Task input:
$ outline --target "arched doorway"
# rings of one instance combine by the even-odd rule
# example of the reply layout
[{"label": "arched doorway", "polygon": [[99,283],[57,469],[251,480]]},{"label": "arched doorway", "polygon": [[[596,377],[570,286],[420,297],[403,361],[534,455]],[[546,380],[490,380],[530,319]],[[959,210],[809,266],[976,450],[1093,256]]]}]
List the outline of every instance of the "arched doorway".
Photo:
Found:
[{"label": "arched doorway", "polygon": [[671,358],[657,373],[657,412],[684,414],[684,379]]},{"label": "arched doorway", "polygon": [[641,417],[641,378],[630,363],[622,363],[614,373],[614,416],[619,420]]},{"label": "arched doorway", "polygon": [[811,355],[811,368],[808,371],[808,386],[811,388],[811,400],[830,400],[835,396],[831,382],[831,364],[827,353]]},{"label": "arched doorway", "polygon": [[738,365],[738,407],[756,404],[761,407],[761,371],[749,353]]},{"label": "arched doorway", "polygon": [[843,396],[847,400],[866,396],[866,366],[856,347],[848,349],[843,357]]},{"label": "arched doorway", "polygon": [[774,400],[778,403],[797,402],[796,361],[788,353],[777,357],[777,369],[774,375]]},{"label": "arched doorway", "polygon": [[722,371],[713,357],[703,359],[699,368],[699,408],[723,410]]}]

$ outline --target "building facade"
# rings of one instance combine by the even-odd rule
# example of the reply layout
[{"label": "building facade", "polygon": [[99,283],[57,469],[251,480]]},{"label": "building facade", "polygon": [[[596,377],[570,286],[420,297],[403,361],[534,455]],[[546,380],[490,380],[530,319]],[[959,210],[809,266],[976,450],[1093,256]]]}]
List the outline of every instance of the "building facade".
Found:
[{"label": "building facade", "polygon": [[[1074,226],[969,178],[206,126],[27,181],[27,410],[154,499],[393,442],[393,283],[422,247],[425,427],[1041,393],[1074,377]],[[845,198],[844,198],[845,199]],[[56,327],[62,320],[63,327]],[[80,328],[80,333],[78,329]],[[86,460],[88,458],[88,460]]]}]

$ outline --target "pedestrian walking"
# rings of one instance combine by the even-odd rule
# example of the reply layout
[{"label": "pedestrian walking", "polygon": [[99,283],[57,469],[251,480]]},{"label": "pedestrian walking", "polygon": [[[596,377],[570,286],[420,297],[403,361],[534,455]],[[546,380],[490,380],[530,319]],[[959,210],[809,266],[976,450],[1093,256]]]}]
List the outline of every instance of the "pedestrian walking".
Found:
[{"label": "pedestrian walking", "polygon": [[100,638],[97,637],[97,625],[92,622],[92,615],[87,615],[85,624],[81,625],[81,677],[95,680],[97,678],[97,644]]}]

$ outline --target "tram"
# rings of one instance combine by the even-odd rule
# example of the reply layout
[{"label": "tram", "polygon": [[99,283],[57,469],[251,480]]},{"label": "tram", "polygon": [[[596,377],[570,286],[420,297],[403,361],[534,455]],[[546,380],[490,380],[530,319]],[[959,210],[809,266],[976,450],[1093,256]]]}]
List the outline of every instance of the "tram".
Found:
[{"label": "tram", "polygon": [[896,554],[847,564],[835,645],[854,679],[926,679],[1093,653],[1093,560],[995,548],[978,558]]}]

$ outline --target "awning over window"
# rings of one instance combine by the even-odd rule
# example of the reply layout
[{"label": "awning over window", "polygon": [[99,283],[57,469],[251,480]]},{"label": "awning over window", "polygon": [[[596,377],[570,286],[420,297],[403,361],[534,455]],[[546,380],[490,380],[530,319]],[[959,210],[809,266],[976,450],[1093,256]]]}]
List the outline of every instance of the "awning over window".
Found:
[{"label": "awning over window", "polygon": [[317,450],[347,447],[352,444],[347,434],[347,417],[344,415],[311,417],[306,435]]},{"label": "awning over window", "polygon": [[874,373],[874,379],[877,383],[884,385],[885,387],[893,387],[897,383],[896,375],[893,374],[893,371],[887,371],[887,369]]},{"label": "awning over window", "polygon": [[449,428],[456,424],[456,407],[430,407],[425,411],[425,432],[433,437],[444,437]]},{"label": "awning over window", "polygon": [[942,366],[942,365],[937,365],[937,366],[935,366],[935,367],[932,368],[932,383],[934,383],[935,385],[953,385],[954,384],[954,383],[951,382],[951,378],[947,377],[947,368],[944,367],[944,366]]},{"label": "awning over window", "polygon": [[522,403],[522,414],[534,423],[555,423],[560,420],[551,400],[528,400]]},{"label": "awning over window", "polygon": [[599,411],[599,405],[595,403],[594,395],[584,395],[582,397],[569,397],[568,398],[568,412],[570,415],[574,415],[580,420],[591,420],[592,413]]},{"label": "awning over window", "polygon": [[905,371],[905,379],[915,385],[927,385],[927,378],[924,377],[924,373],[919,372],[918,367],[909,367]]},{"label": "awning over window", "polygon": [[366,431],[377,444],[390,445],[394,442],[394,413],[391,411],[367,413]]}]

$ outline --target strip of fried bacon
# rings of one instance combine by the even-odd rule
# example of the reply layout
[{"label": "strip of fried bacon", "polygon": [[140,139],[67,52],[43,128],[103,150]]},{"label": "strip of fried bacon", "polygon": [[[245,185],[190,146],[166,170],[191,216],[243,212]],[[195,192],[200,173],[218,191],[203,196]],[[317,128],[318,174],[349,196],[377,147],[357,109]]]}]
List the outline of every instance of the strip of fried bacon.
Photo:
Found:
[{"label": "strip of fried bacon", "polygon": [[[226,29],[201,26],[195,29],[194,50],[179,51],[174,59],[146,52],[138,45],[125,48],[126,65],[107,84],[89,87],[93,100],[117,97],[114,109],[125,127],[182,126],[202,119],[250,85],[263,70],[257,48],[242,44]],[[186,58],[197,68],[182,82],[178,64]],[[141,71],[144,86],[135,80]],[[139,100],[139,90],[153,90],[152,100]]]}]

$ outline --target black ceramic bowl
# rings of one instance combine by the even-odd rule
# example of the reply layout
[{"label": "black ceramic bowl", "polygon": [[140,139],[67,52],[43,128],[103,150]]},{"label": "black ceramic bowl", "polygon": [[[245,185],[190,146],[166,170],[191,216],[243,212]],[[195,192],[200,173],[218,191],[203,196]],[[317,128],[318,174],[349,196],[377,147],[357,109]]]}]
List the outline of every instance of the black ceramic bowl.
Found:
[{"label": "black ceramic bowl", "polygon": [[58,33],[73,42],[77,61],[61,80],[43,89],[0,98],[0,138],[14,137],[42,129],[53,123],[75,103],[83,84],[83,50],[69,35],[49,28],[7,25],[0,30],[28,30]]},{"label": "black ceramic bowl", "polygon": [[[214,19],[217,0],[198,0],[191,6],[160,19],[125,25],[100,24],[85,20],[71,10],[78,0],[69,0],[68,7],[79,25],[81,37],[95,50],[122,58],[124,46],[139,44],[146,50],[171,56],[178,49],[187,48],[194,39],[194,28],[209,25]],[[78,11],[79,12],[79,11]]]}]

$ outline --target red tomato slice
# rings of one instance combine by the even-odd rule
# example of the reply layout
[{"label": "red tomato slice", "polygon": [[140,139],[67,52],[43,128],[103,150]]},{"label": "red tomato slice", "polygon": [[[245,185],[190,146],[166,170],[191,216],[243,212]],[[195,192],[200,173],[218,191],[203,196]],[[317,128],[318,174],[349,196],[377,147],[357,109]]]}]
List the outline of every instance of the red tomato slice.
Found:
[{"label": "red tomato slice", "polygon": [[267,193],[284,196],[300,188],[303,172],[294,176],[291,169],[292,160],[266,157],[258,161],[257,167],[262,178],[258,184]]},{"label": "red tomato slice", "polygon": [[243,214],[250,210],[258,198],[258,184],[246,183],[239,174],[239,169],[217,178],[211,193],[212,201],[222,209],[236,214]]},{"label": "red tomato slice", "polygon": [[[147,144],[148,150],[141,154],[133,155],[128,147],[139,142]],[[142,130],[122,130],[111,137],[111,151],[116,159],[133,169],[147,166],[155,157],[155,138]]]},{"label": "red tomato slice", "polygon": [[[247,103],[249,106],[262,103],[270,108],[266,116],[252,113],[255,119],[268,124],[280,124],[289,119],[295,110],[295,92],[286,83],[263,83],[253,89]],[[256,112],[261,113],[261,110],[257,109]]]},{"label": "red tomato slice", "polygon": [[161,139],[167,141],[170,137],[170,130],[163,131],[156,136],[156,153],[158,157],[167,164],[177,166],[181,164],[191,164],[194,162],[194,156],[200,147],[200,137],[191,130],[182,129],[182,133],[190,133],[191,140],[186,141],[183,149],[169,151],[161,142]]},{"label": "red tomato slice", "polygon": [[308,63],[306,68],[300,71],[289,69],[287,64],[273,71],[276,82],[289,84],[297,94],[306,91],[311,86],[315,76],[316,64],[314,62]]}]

What to produce: Return each line of the listing that contains the string "building". Case counts.

Finished task:
$ outline --target "building facade"
[{"label": "building facade", "polygon": [[99,283],[57,469],[251,480]]},{"label": "building facade", "polygon": [[[596,377],[570,286],[420,297],[403,361],[534,455]],[[546,380],[490,380],[530,319]],[[959,210],[809,266],[976,450],[1093,256]]]}]
List the outline of every instance of the "building facade".
[{"label": "building facade", "polygon": [[[1074,226],[969,178],[206,126],[27,181],[27,410],[154,499],[393,442],[393,283],[422,247],[425,427],[1041,393],[1074,377]],[[845,198],[844,198],[845,199]],[[56,327],[62,320],[63,327]],[[80,328],[80,333],[78,329]],[[86,460],[88,458],[88,460]]]}]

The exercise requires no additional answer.